What is expected — Can you reproduce the data beneath, keeping every line exact?

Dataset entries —
== Segment start ==

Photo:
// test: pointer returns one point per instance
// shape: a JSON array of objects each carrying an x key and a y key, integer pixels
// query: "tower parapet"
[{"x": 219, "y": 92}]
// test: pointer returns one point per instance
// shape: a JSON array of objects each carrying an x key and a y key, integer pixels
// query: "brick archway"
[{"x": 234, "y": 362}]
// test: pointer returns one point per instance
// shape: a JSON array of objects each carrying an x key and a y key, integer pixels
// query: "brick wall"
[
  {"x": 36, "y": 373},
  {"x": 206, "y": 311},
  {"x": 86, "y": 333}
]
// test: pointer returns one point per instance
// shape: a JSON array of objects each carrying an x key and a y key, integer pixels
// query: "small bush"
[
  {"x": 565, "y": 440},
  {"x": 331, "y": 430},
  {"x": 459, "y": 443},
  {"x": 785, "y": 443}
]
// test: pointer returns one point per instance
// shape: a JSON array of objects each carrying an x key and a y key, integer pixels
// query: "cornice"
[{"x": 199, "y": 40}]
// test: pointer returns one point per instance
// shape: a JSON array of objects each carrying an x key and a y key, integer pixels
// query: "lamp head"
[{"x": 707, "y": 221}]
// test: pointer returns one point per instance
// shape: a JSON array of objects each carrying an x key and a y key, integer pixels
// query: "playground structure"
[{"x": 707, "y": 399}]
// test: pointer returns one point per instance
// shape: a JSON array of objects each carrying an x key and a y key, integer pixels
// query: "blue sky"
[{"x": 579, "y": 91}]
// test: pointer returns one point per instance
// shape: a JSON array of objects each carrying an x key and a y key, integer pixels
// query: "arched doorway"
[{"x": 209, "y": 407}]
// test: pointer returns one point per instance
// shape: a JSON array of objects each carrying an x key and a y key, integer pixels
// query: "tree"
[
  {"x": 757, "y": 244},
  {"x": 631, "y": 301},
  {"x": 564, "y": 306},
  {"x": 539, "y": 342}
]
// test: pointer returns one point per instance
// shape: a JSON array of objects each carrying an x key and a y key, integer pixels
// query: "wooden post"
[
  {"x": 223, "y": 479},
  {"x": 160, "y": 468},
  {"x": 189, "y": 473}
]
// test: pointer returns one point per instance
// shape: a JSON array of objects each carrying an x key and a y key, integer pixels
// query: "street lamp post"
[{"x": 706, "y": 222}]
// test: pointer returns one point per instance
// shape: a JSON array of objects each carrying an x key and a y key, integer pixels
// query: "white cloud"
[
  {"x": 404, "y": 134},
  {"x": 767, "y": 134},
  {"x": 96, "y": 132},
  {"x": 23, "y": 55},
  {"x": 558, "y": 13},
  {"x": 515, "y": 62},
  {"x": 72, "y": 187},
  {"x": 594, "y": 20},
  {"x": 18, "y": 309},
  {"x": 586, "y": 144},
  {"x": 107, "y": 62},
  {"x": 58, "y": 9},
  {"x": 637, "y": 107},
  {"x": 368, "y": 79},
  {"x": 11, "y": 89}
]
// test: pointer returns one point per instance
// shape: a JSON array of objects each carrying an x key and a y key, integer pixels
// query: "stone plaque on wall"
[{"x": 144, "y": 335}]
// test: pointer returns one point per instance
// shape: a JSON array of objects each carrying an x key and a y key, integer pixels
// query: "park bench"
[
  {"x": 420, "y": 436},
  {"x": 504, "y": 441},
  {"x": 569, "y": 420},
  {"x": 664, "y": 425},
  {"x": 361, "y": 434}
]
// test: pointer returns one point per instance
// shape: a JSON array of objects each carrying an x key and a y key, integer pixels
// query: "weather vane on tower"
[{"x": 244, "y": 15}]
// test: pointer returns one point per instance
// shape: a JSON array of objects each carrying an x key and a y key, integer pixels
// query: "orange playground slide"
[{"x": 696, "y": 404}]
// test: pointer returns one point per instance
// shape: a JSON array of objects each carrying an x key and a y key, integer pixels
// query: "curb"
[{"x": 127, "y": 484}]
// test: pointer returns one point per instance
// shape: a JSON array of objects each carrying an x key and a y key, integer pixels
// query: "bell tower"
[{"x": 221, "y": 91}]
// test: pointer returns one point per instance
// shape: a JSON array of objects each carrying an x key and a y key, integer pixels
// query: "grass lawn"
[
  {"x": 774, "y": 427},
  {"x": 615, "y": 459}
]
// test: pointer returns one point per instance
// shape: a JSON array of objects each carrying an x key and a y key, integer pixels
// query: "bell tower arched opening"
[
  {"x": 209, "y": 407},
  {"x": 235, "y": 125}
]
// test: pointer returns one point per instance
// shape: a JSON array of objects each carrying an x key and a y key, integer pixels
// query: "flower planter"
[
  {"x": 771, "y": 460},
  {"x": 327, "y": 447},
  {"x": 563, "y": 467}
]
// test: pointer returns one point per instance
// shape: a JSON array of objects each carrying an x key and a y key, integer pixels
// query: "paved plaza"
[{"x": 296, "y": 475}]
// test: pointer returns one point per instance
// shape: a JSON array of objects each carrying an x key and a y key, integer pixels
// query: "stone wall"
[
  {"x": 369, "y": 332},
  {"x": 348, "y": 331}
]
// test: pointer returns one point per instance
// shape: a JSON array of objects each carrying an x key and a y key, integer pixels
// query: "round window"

== Segment end ==

Reply —
Photo:
// test: pointer returns one point per instance
// shape: a JSON array of objects each carrying an x key and a y key, integer pixels
// query: "tower parapet"
[{"x": 219, "y": 92}]
// test: pointer returns one point per instance
// shape: a JSON array of objects each carrying an x key and a y key, integer pixels
// query: "brick archway"
[{"x": 234, "y": 362}]
// test: pointer returns one point per instance
// shape: a JSON array of objects each carrying an x key and a y key, integer pixels
// query: "brick wall"
[
  {"x": 36, "y": 373},
  {"x": 206, "y": 311},
  {"x": 86, "y": 333}
]
// test: pointer returns one point per instance
// shape: a JSON array of objects each carrying an x key and a y key, integer pixels
// query: "small bush"
[
  {"x": 565, "y": 440},
  {"x": 331, "y": 430},
  {"x": 459, "y": 443},
  {"x": 785, "y": 443}
]
// test: pointer returns one point per instance
// shape: a JSON array of objects each carrying an x key and a y key, integer pixels
// query: "cornice"
[{"x": 199, "y": 40}]
// test: pointer returns one point per instance
// shape: a JSON array of objects each carrying an x key and a y key, integer pixels
// query: "lamp head"
[{"x": 707, "y": 221}]
// test: pointer returns one point per instance
// shape: a JSON array of objects each carrying an x key and a y key, integer pixels
// query: "playground structure"
[{"x": 707, "y": 399}]
// test: pointer returns one point per instance
// shape: a JSON array of objects each carrying an x key and a y key, integer pixels
// query: "blue sky"
[{"x": 579, "y": 91}]
// test: pointer returns one point per instance
// shape: a JSON array of objects each carrying an x key and a y key, integer pixels
// query: "arched doorway"
[{"x": 209, "y": 407}]
// test: pointer returns one point per instance
// shape: a JSON array of objects each carrying an x key and a y key, integer pixels
// query: "tree"
[
  {"x": 757, "y": 244},
  {"x": 631, "y": 301},
  {"x": 564, "y": 306},
  {"x": 539, "y": 342}
]
// test: pointer returns one point per instance
// shape: a JSON array of objects each carrying an x key and a y key, integer pixels
// query: "wooden post"
[
  {"x": 223, "y": 479},
  {"x": 160, "y": 468},
  {"x": 189, "y": 473}
]
// test: pointer returns one point per instance
// shape: a JSON array of objects each carrying an x key and a y key, integer pixels
// query: "street lamp post"
[{"x": 706, "y": 222}]
// test: pointer returns one point per instance
// shape: a JSON array of objects each carrying an x key and a y key, integer pixels
// query: "white cloud"
[
  {"x": 404, "y": 134},
  {"x": 767, "y": 134},
  {"x": 96, "y": 132},
  {"x": 23, "y": 55},
  {"x": 558, "y": 13},
  {"x": 515, "y": 62},
  {"x": 72, "y": 187},
  {"x": 594, "y": 20},
  {"x": 18, "y": 309},
  {"x": 586, "y": 144},
  {"x": 107, "y": 62},
  {"x": 58, "y": 9},
  {"x": 637, "y": 107},
  {"x": 368, "y": 79},
  {"x": 11, "y": 89}
]
// test: pointer returns one point per instance
// shape: a JSON array of objects each carrying an x key and a y key, integer pixels
// query: "stone plaque on wall"
[{"x": 144, "y": 335}]
// test: pointer returns one point per instance
// shape: a JSON array of objects each carrying an x key and a y key, integer pixels
// query: "park bench"
[
  {"x": 420, "y": 436},
  {"x": 504, "y": 441},
  {"x": 569, "y": 420},
  {"x": 664, "y": 425},
  {"x": 361, "y": 434}
]
// test: pointer returns one point per instance
// shape: a JSON array of objects each carrying an x key and a y key, integer pixels
// query: "weather vane on tower"
[{"x": 244, "y": 15}]
// test: pointer returns one point per instance
// shape: a JSON array of objects each carrying an x key and a y key, integer pixels
// query: "orange playground slide"
[{"x": 696, "y": 404}]
// test: pointer returns one point per instance
// shape: a JSON array of objects each carrying an x key and a y key, integer pixels
// query: "curb"
[{"x": 127, "y": 484}]
// test: pointer returns one point per instance
// shape: a JSON array of objects each carrying an x key and a y key, integer pixels
// query: "bell tower"
[{"x": 221, "y": 91}]
// test: pointer returns one point per instance
// shape: a JSON array of objects each carrying an x key and a y key, integer pixels
// query: "grass lawn"
[
  {"x": 774, "y": 427},
  {"x": 615, "y": 459}
]
// test: pointer returns one point per instance
// shape: a JSON array of objects each carrying an x key and a y key, integer pixels
// query: "bell tower arched opening"
[
  {"x": 209, "y": 407},
  {"x": 235, "y": 125}
]
// test: pointer returns one point per instance
// shape: a JSON array of objects each carrying an x key and a y key, integer pixels
// query: "flower planter"
[
  {"x": 771, "y": 460},
  {"x": 327, "y": 447},
  {"x": 563, "y": 467}
]
// test: pointer returns one point per instance
// shape: a JSON array of objects each carrying an x key and a y key, integer pixels
// query: "paved plaza"
[{"x": 296, "y": 475}]
// test: pointer returns one point per instance
// shape: a JSON array of objects each carrying an x key and a y key, integer pixels
// query: "stone wall"
[
  {"x": 369, "y": 332},
  {"x": 348, "y": 331}
]
// test: pointer returns one point per instance
// shape: a JSON array of objects each carrying an x key and a y key, integer pixels
// query: "round window"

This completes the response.